→ WHAT YOU WILL DO
Can you pull out every line of the data below that contains the string "forest"?

→ DATA ENTRIES
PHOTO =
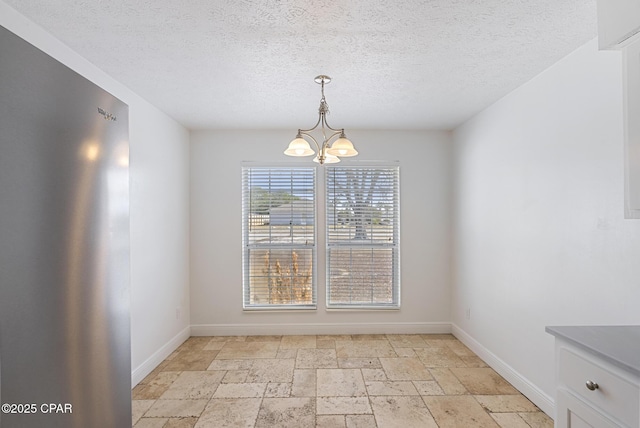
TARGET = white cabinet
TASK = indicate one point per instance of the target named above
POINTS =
(592, 392)
(618, 20)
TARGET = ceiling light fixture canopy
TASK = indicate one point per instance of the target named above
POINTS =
(326, 152)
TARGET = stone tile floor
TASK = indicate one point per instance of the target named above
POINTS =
(348, 381)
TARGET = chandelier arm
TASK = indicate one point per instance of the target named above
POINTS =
(324, 121)
(304, 132)
(314, 126)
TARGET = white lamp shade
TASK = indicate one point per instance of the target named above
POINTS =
(299, 147)
(342, 147)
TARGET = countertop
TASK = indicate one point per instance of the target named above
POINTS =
(619, 345)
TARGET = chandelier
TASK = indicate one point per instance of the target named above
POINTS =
(326, 152)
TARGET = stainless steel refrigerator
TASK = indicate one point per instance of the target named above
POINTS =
(65, 358)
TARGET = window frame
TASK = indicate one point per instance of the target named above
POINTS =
(395, 303)
(247, 246)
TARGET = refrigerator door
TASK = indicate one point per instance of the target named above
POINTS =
(65, 358)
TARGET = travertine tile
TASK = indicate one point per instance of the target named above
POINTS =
(473, 361)
(191, 360)
(287, 353)
(155, 387)
(359, 363)
(359, 381)
(176, 408)
(148, 378)
(240, 390)
(406, 341)
(230, 365)
(506, 403)
(325, 344)
(428, 387)
(537, 420)
(271, 370)
(298, 342)
(180, 422)
(364, 349)
(278, 390)
(405, 352)
(139, 408)
(245, 350)
(230, 413)
(390, 387)
(304, 383)
(447, 381)
(405, 369)
(296, 412)
(340, 383)
(439, 357)
(368, 337)
(361, 421)
(235, 376)
(193, 385)
(459, 348)
(214, 345)
(265, 338)
(316, 359)
(151, 423)
(333, 337)
(372, 375)
(401, 412)
(435, 338)
(343, 406)
(509, 420)
(483, 381)
(458, 411)
(330, 421)
(194, 343)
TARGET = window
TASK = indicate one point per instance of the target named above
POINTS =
(362, 237)
(278, 218)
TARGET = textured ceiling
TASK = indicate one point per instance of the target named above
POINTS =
(418, 64)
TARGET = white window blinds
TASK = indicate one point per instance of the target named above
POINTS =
(278, 217)
(363, 236)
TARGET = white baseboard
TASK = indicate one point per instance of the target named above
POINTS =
(522, 384)
(319, 328)
(159, 356)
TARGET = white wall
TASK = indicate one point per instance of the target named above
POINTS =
(159, 208)
(540, 237)
(216, 250)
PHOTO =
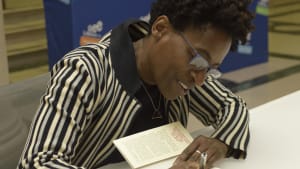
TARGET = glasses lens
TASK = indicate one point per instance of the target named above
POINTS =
(199, 62)
(214, 73)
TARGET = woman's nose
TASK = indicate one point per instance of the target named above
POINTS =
(198, 76)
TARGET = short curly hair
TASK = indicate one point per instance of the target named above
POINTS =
(232, 16)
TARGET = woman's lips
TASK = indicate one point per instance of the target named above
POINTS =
(183, 86)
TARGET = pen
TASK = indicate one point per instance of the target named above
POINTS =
(203, 160)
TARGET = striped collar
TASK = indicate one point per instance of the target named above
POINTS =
(123, 55)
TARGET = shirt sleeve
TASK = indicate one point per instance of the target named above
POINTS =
(61, 118)
(213, 104)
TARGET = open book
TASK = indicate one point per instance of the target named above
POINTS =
(154, 148)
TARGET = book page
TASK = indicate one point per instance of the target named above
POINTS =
(154, 145)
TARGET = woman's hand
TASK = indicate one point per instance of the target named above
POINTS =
(214, 148)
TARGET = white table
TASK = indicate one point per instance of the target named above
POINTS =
(275, 138)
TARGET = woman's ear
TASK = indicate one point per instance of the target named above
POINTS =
(160, 26)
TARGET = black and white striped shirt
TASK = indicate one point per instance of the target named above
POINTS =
(90, 101)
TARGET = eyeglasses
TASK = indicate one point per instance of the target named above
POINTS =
(199, 62)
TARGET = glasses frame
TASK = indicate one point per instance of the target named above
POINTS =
(199, 62)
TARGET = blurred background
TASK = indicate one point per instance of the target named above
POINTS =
(24, 50)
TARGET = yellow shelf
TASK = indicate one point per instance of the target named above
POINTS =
(23, 27)
(28, 47)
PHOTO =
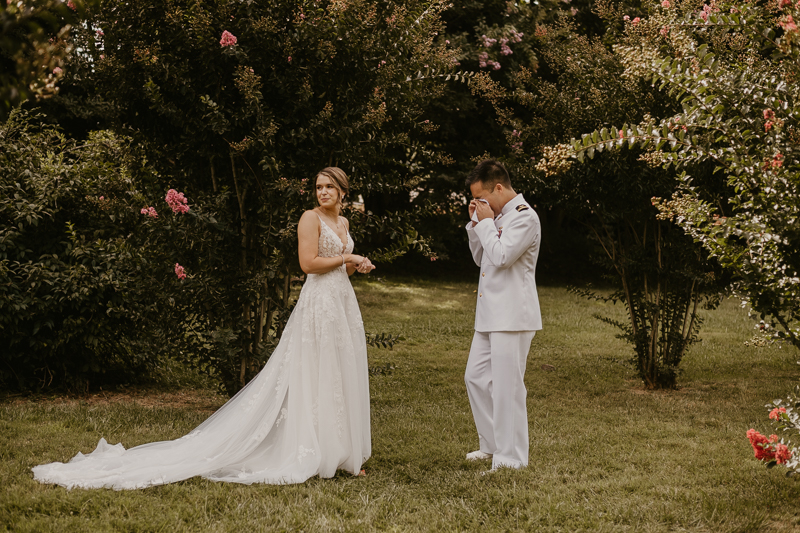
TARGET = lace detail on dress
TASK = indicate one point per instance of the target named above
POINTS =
(330, 245)
(306, 413)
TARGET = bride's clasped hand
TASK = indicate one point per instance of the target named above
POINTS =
(305, 414)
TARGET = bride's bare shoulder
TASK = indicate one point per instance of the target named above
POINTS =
(309, 220)
(310, 215)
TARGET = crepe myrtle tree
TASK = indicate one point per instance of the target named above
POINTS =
(34, 42)
(240, 104)
(660, 275)
(733, 67)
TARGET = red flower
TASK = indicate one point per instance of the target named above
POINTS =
(761, 445)
(228, 39)
(782, 453)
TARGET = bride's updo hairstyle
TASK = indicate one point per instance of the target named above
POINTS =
(339, 179)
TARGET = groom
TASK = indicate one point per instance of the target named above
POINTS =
(505, 243)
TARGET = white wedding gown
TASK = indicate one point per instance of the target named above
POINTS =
(305, 414)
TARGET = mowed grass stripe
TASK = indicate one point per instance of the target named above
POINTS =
(605, 454)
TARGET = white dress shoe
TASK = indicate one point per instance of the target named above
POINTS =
(478, 455)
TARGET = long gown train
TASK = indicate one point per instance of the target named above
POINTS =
(306, 413)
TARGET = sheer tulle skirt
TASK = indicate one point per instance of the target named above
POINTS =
(306, 413)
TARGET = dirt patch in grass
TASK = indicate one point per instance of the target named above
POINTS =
(206, 401)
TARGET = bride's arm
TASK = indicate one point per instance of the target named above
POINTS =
(351, 268)
(308, 248)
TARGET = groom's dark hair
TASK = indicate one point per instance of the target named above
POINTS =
(489, 173)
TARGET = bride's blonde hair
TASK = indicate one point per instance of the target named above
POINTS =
(339, 179)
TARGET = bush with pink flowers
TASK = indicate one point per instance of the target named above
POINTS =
(239, 104)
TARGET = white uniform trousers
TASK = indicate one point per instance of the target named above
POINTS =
(497, 394)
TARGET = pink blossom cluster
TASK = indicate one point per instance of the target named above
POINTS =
(177, 201)
(776, 413)
(775, 162)
(487, 42)
(788, 24)
(769, 116)
(768, 449)
(707, 10)
(228, 39)
(484, 61)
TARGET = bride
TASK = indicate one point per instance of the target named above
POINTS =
(305, 414)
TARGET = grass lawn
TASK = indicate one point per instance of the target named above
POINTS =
(605, 454)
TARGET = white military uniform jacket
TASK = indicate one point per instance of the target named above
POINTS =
(506, 249)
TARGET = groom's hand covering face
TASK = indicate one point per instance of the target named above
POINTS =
(486, 208)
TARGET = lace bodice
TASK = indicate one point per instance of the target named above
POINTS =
(330, 245)
(305, 414)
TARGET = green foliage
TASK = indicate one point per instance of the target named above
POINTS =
(34, 42)
(661, 276)
(67, 312)
(735, 77)
(648, 462)
(241, 128)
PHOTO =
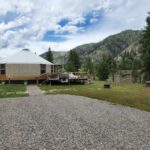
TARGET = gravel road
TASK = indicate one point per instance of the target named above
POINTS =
(64, 122)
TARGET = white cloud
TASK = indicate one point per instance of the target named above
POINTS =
(36, 17)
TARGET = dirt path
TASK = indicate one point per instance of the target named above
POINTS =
(64, 122)
(34, 90)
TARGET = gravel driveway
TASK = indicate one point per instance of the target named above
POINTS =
(64, 122)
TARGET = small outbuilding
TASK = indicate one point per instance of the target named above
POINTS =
(24, 66)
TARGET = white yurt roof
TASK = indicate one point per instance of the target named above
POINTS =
(24, 57)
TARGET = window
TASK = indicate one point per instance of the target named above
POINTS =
(52, 69)
(2, 69)
(43, 68)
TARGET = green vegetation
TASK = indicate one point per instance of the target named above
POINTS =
(12, 91)
(146, 50)
(133, 95)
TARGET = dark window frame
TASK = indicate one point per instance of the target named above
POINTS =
(42, 68)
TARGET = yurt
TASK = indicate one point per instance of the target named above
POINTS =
(24, 66)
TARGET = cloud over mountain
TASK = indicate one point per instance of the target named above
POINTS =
(37, 24)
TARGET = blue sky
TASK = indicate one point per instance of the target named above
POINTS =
(65, 24)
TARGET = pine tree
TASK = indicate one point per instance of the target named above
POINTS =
(88, 65)
(49, 55)
(146, 49)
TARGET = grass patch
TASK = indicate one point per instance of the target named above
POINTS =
(133, 95)
(7, 91)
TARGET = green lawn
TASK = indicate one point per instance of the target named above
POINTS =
(12, 91)
(133, 95)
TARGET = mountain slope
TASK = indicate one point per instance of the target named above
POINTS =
(114, 44)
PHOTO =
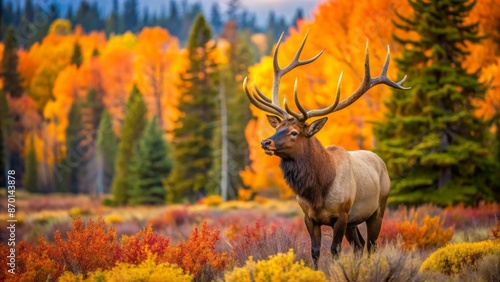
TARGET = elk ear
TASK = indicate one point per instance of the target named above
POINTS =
(315, 126)
(273, 120)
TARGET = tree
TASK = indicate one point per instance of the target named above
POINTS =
(434, 146)
(30, 177)
(150, 166)
(106, 146)
(12, 81)
(133, 126)
(194, 132)
(77, 56)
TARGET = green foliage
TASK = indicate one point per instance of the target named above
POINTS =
(280, 267)
(106, 146)
(30, 177)
(150, 166)
(435, 148)
(11, 77)
(77, 57)
(133, 126)
(192, 143)
(455, 258)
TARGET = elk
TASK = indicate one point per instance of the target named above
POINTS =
(333, 187)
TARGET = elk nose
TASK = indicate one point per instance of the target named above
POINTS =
(265, 143)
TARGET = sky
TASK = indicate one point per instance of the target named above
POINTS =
(261, 8)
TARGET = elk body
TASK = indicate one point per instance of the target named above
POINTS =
(333, 187)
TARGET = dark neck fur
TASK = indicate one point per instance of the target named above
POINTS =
(310, 173)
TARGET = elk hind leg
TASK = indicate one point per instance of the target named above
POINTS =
(355, 239)
(314, 230)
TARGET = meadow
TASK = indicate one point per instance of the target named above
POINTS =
(74, 238)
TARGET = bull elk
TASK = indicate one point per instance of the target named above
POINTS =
(334, 187)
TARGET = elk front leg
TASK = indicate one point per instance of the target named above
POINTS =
(339, 228)
(314, 230)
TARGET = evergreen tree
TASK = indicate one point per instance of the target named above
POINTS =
(133, 126)
(106, 147)
(77, 57)
(11, 77)
(192, 137)
(434, 146)
(30, 177)
(150, 167)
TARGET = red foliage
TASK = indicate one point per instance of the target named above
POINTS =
(87, 247)
(135, 248)
(198, 251)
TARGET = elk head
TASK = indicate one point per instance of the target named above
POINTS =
(292, 129)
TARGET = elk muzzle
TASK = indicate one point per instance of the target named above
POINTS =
(268, 146)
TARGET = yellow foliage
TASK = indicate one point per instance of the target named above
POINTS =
(123, 272)
(280, 267)
(452, 259)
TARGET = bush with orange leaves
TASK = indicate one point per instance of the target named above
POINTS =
(135, 248)
(429, 235)
(197, 252)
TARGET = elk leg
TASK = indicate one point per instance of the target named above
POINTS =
(314, 230)
(339, 230)
(354, 237)
(373, 225)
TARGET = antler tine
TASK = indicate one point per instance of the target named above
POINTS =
(261, 106)
(329, 109)
(368, 82)
(279, 72)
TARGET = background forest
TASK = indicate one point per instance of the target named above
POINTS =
(136, 154)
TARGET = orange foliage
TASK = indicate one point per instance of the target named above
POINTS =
(157, 66)
(87, 247)
(135, 249)
(197, 251)
(429, 235)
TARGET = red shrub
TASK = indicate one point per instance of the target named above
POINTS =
(87, 247)
(198, 251)
(135, 248)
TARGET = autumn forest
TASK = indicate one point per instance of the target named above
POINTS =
(138, 120)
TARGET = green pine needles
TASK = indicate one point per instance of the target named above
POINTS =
(435, 148)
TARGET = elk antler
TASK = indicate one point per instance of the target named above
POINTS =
(272, 105)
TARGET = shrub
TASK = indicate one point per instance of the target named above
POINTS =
(427, 236)
(198, 251)
(213, 200)
(280, 267)
(148, 270)
(135, 248)
(454, 258)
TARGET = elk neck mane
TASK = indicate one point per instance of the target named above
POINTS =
(311, 172)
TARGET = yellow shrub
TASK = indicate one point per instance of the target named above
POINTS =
(280, 267)
(146, 271)
(113, 218)
(453, 258)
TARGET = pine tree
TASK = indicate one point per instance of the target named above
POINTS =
(77, 57)
(150, 167)
(133, 126)
(30, 177)
(106, 147)
(11, 77)
(434, 146)
(192, 137)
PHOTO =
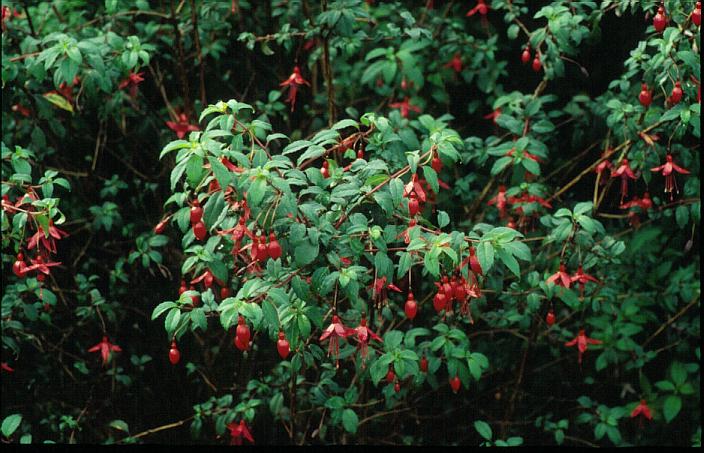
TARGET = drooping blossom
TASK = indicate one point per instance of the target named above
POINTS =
(364, 336)
(500, 201)
(561, 277)
(182, 126)
(582, 341)
(132, 81)
(480, 8)
(294, 81)
(38, 264)
(239, 431)
(581, 278)
(206, 277)
(334, 332)
(455, 63)
(624, 172)
(105, 347)
(405, 107)
(642, 409)
(668, 169)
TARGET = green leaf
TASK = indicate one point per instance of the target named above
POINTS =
(120, 425)
(483, 429)
(59, 101)
(161, 308)
(10, 424)
(306, 253)
(671, 408)
(350, 421)
(485, 254)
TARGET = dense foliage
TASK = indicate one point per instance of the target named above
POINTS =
(344, 221)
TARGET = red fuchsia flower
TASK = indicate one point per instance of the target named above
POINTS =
(406, 233)
(493, 116)
(660, 20)
(294, 81)
(414, 186)
(206, 277)
(105, 347)
(500, 201)
(405, 106)
(676, 95)
(182, 126)
(646, 202)
(455, 63)
(480, 8)
(473, 262)
(38, 264)
(581, 340)
(47, 242)
(645, 97)
(5, 15)
(335, 331)
(238, 431)
(642, 409)
(624, 172)
(131, 82)
(561, 277)
(581, 278)
(667, 171)
(364, 336)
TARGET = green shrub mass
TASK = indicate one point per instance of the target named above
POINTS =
(351, 222)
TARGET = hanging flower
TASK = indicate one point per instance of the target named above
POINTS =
(132, 81)
(581, 278)
(582, 341)
(405, 106)
(38, 264)
(500, 201)
(105, 347)
(642, 409)
(624, 172)
(480, 8)
(667, 171)
(335, 331)
(182, 126)
(561, 277)
(238, 431)
(294, 81)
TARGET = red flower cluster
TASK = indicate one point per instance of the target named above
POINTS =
(582, 341)
(105, 348)
(294, 81)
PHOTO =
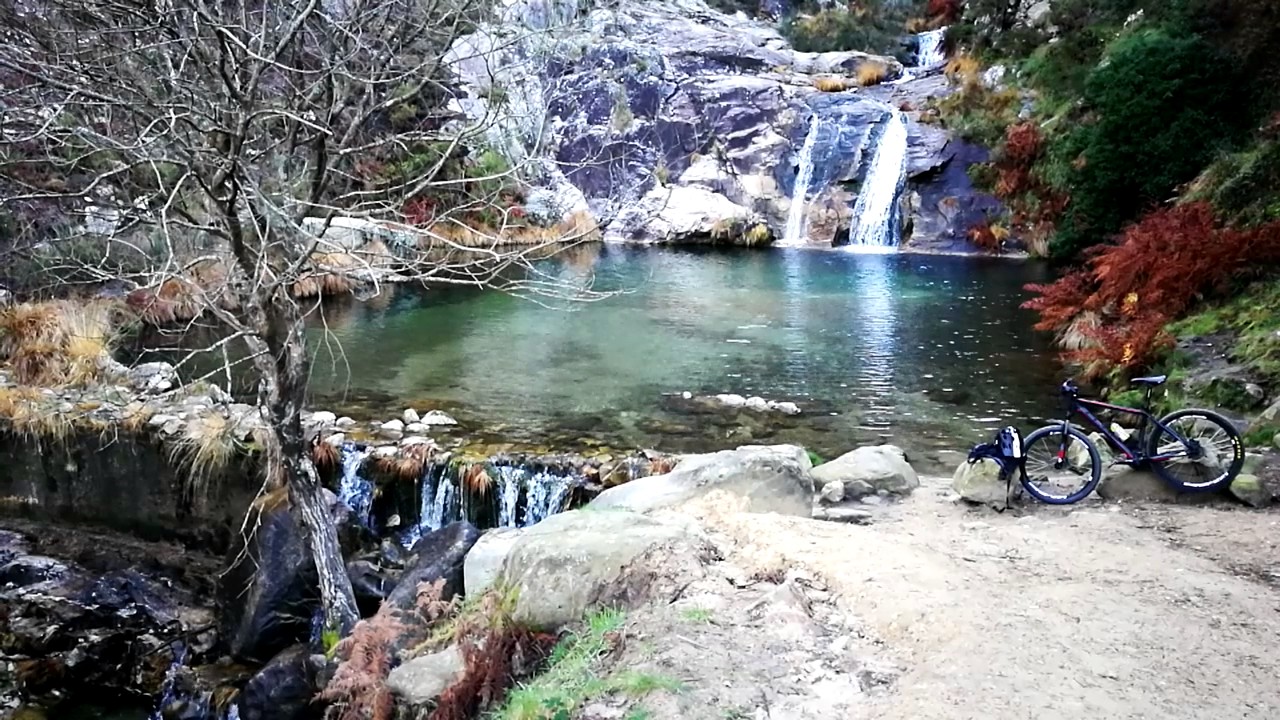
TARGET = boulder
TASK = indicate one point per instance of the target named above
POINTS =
(772, 478)
(580, 560)
(269, 592)
(883, 468)
(981, 483)
(283, 689)
(423, 679)
(439, 556)
(1251, 490)
(484, 561)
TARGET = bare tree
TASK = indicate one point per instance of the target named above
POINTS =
(219, 140)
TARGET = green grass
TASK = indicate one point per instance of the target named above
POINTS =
(572, 677)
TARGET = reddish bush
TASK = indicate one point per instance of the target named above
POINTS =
(946, 10)
(1160, 267)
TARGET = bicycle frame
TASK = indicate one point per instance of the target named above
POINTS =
(1132, 458)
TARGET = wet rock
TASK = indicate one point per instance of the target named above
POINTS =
(423, 679)
(438, 418)
(832, 492)
(883, 468)
(773, 479)
(580, 560)
(370, 583)
(284, 688)
(1251, 491)
(440, 555)
(269, 593)
(484, 560)
(67, 629)
(981, 483)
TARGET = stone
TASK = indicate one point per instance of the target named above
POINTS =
(981, 483)
(421, 679)
(438, 418)
(283, 688)
(483, 564)
(440, 555)
(832, 492)
(580, 560)
(883, 468)
(772, 479)
(1251, 491)
(853, 515)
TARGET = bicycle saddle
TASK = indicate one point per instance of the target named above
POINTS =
(1151, 381)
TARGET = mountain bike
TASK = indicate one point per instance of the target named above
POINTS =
(1192, 450)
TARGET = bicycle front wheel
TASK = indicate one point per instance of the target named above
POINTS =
(1061, 466)
(1211, 456)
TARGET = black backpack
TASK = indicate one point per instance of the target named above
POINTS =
(1006, 451)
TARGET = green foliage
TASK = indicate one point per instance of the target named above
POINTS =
(1161, 109)
(572, 675)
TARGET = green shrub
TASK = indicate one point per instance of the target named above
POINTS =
(1161, 108)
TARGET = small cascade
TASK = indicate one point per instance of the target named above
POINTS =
(794, 235)
(355, 491)
(929, 51)
(170, 682)
(877, 209)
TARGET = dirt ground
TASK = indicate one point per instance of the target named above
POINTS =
(941, 611)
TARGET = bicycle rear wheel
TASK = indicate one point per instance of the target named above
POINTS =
(1212, 456)
(1060, 468)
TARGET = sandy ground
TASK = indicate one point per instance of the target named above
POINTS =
(942, 611)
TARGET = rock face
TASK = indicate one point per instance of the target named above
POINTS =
(878, 469)
(270, 592)
(666, 119)
(584, 559)
(439, 556)
(423, 679)
(773, 479)
(67, 629)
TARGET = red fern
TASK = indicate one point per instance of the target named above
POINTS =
(1160, 267)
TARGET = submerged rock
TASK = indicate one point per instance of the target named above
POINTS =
(584, 559)
(883, 468)
(439, 556)
(284, 688)
(773, 479)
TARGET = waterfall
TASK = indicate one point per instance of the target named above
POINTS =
(928, 49)
(794, 235)
(355, 491)
(876, 210)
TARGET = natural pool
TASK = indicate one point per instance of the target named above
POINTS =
(927, 351)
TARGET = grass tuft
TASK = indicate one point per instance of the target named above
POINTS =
(572, 675)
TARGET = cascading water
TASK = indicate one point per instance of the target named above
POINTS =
(794, 233)
(876, 212)
(929, 51)
(353, 491)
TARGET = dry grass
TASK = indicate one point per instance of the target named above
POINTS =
(58, 343)
(871, 73)
(832, 83)
(205, 450)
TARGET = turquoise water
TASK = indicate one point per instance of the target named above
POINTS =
(931, 352)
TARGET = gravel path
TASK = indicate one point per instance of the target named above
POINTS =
(1089, 613)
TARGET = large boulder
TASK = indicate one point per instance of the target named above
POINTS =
(440, 555)
(580, 560)
(284, 688)
(772, 478)
(270, 591)
(880, 469)
(424, 678)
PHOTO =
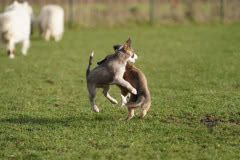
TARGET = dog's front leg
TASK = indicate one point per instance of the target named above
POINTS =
(107, 95)
(126, 84)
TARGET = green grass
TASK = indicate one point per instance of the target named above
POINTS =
(193, 74)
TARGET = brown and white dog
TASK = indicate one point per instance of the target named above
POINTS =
(138, 80)
(110, 72)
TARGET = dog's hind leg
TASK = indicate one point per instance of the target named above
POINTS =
(130, 114)
(107, 95)
(91, 95)
(124, 96)
(145, 108)
(126, 84)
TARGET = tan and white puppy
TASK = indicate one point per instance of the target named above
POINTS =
(138, 80)
(108, 73)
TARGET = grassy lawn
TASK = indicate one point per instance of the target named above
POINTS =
(193, 73)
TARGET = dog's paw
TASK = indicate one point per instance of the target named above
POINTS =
(134, 91)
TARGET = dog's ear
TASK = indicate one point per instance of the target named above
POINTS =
(127, 44)
(117, 47)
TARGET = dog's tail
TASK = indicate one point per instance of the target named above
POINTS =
(136, 104)
(90, 63)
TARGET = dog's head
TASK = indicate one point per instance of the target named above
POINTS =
(126, 49)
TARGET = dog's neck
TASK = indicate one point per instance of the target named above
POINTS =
(123, 57)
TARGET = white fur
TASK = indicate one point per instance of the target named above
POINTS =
(51, 22)
(134, 58)
(15, 25)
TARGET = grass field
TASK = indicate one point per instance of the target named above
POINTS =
(193, 73)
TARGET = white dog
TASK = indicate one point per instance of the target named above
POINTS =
(15, 24)
(51, 22)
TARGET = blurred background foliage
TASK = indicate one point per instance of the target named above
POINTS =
(89, 13)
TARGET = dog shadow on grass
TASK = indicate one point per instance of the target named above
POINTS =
(64, 121)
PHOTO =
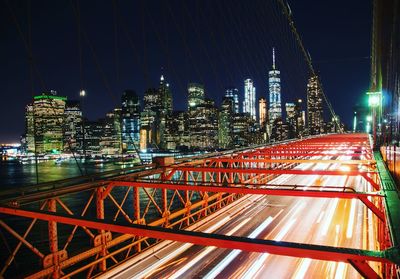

→ TASK SOLUTION
TARGET = background forest
TARGET = autumn forest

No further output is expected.